──────── TEXTABSCHNITT
Leberflecke nennt man diejenigen gelben, braunen, oder schwarzbraunen
Flecke der Haut, so zuweilen eines Handtellers groß, zuweilen aber auch
kleiner sind. Sie haben gemeiniglich eine Rauigkeit der Haut bey sich,
welche wie Kleyen oder Schuppen abzufallen pflegt, ordentlicher Weise
aber haben diese Flecke ihren Sitz am Halse, auf der Brust, und an den
Händen, ja auch wohl andern Theilen des Körpers; endlich verursachen
sie auch ein beschwerliches Grimmen und Jucken. Diese Leberflecke nun
haben ebenfalls, wie Sommersprossen, ein verderbtes Geblüte zum Grunde,
welches seine Unreinigkeit unter der Haut abzusetzen, durch die Haut
schimmern zu lassen, und solche Flecke sichtbar zu machen pflegt.
Doch haben diese Flecke die Art an sich, daß sie zuweilen von selbst
vergehen, aber auch wiederkommen. Man hat wahrgenommen, daß sie bey
denen gemeiniglich zum Vorschein zu kommen geneigt sind, die, wenn sie
ihren Körper erhitzt haben, entweder sehr kalt zu trinken, oder sich
der kalten Luft, um sich abzukühlen, auszusetzen gewohnt sind.


§. 94.

Diejenigen Schönheiten, welche solche Leberflecke ohne Nachtheil
ihrer schätzbaren Gesundheit loß zu werden Verlangen tragen, werden
sich mit gutem Erfolge, der im 60 und 61sten Absatze vorgeschlagenen
Heilungsart bedienen können. Wenn sie aber lieber ihrem Eigensinne
Folge leisten, und die im 46 und 54sten Absatze getadelten Hülfsmittel
brauchen wollen, die werden freylich zur Strafe ihres Eigensinnes sich
alle diejenigen Krankheiten, als ein Joch über ihren schwachen Hals
werfen, die ich im 92, 88, 63, 55, 49, 42, 38, 32, 28, 17, 12 und 5ten
Absatze angezogen habe.



[Illustration]


Das vierte Kapitel.

Von dem Unheil, welches daher zu kommen pflegt, wenn sich das
Frauenzimmer durch unrechte Mittel die Kröpfe vertreiben läßt.


§. 95.
────────────────
──────── AUSZÜGE AUS DATENSÄTZEN
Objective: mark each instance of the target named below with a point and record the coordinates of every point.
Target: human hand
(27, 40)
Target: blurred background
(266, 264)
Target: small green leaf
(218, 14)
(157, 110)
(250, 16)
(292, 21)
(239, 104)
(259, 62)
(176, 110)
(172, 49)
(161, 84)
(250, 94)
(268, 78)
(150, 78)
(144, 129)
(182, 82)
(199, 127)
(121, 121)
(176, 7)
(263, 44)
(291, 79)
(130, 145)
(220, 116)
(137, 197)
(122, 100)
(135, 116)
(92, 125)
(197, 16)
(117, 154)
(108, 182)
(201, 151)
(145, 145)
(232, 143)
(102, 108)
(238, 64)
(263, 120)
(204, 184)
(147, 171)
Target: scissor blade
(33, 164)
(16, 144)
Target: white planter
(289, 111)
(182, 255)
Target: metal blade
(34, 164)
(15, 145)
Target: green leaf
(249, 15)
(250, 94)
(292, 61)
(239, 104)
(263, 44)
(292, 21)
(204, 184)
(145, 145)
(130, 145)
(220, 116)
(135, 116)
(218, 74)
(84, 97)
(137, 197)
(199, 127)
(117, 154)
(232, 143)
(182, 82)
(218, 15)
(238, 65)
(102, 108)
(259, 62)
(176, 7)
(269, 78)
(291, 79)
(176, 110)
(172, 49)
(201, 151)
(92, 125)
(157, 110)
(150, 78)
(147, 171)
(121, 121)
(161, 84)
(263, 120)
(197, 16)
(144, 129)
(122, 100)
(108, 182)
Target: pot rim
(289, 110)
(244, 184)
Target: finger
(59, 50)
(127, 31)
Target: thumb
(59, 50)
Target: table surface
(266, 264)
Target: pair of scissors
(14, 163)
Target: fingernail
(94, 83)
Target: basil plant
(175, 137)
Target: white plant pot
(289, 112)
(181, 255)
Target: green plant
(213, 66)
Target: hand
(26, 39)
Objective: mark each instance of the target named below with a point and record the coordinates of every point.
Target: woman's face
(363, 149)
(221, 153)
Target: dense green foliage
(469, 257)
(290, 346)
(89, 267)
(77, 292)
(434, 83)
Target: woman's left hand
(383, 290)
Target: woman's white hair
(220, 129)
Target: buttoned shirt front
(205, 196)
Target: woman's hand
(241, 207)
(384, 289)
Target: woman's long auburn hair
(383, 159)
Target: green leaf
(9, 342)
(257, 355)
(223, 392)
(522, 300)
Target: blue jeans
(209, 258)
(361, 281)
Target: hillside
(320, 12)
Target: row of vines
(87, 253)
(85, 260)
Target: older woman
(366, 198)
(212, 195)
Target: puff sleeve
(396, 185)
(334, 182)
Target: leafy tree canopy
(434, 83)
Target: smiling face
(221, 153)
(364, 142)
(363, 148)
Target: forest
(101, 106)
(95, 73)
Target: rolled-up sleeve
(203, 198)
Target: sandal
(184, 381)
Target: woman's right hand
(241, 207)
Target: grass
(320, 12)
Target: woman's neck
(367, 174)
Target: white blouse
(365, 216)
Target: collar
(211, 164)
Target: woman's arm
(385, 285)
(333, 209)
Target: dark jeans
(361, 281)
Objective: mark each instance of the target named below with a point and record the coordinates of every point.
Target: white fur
────────────────
_ZU BEARBEITENDE AUFGABE_
Schreiben Sie aus dem Text über Leberflecke die Stelle wortgetreu ab, beginnend bei „Leberflecke nennt man“ und endend bei „zu machen pflegt.“.

_ANTWORT ZUR AUFGABE_
Leberflecke nennt man diejenigen gelben, braunen, oder schwarzbraunen
Flecke der Haut, so zuweilen eines Handtellers groß, zuweilen aber auch
kleiner sind. Sie haben gemeiniglich eine Rauigkeit der Haut bey sich,
welche wie Kleyen oder Schuppen abzufallen pflegt, ordentlicher Weise
aber haben diese Flecke ihren Sitz am Halse, auf der Brust, und an den
Händen, ja auch wohl andern Theilen des Körpers; endlich verursachen
sie auch ein beschwerliches Grimmen und Jucken. Diese Leberflecke nun
haben ebenfalls, wie Sommersprossen, ein verderbtes Geblüte zum Grunde,
welches seine Unreinigkeit unter der Haut abzusetzen, durch die Haut
schimmern zu lassen, und solche Flecke sichtbar zu machen pflegt.